Point-based annotation data:

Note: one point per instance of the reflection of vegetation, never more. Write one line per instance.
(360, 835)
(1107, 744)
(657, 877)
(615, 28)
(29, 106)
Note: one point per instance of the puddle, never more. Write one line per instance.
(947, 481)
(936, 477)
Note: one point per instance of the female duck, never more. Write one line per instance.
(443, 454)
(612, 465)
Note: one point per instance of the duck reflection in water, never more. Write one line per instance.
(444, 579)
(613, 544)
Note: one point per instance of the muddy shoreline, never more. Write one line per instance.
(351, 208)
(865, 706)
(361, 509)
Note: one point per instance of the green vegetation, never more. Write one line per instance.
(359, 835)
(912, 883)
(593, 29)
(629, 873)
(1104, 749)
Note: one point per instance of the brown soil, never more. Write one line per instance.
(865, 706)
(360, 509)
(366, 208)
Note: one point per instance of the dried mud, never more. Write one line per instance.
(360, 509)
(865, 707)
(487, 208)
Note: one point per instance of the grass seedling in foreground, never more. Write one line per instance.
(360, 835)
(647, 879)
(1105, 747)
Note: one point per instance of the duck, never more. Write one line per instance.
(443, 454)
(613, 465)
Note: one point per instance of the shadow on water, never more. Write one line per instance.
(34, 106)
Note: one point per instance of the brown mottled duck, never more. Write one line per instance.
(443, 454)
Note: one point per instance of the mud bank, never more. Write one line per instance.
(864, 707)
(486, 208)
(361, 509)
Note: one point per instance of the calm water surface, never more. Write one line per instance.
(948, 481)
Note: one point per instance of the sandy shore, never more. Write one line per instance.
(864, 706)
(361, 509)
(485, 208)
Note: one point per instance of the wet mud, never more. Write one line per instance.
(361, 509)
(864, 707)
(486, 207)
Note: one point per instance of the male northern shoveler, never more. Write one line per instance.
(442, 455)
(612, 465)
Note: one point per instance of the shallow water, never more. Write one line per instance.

■ AIM OF THE EXERCISE: Print the material once more, exactly.

■ SOLUTION FOR THIS PROBLEM:
Note: one point per instance of the reflection of vegetation, never more. Write one line per instance.
(360, 835)
(1107, 744)
(657, 877)
(615, 28)
(29, 106)
Note: one point per instance of the puddle, never more. Write one line per instance.
(947, 481)
(936, 477)
Note: one point per instance of the female duck, never more. Write one line per instance.
(443, 454)
(612, 465)
Note: one point per instance of the duck reflection in water, never more. Write one line per instance.
(444, 579)
(613, 544)
Note: one point per instance of the muddy shoreline, never more. Write one line per instance.
(351, 208)
(865, 706)
(361, 509)
Note: one point per instance of the green vegetation, never more. Write one line per instance.
(359, 835)
(912, 883)
(593, 29)
(629, 873)
(1104, 749)
Note: one point per instance of the brown soil, never more. Write one line per instance.
(865, 706)
(360, 509)
(366, 208)
Note: one point per instance of the dried mud, never more. Write one line per instance.
(360, 509)
(865, 707)
(487, 208)
Note: one point per instance of the grass seedling in foreground, never more. Write one line per instance.
(360, 835)
(647, 879)
(1105, 747)
Note: one point per instance of the duck, never more. Write one line per instance.
(443, 454)
(613, 465)
Note: one point per instance of the shadow on water, never more. Write one line per instance.
(34, 106)
Note: one point per instance of the brown mottled duck, never more. Write one line per instance.
(443, 454)
Note: one point per instance of the mud bank, never more. Write one line per instance.
(864, 707)
(486, 208)
(361, 509)
Note: one point per instance of the calm water surface, never more. Write one line per instance.
(948, 481)
Note: one point per instance of the sandy shore, never more. Write one line per instance.
(864, 706)
(361, 509)
(485, 208)
Note: one point per instance of the wet mud, never more. Write one line per instance.
(361, 509)
(864, 707)
(486, 207)
Note: one point per instance of the male northern shoveler, never more. Write one line per instance.
(442, 455)
(612, 465)
Note: one point per instance of the shallow water, never more. Write one line per instance.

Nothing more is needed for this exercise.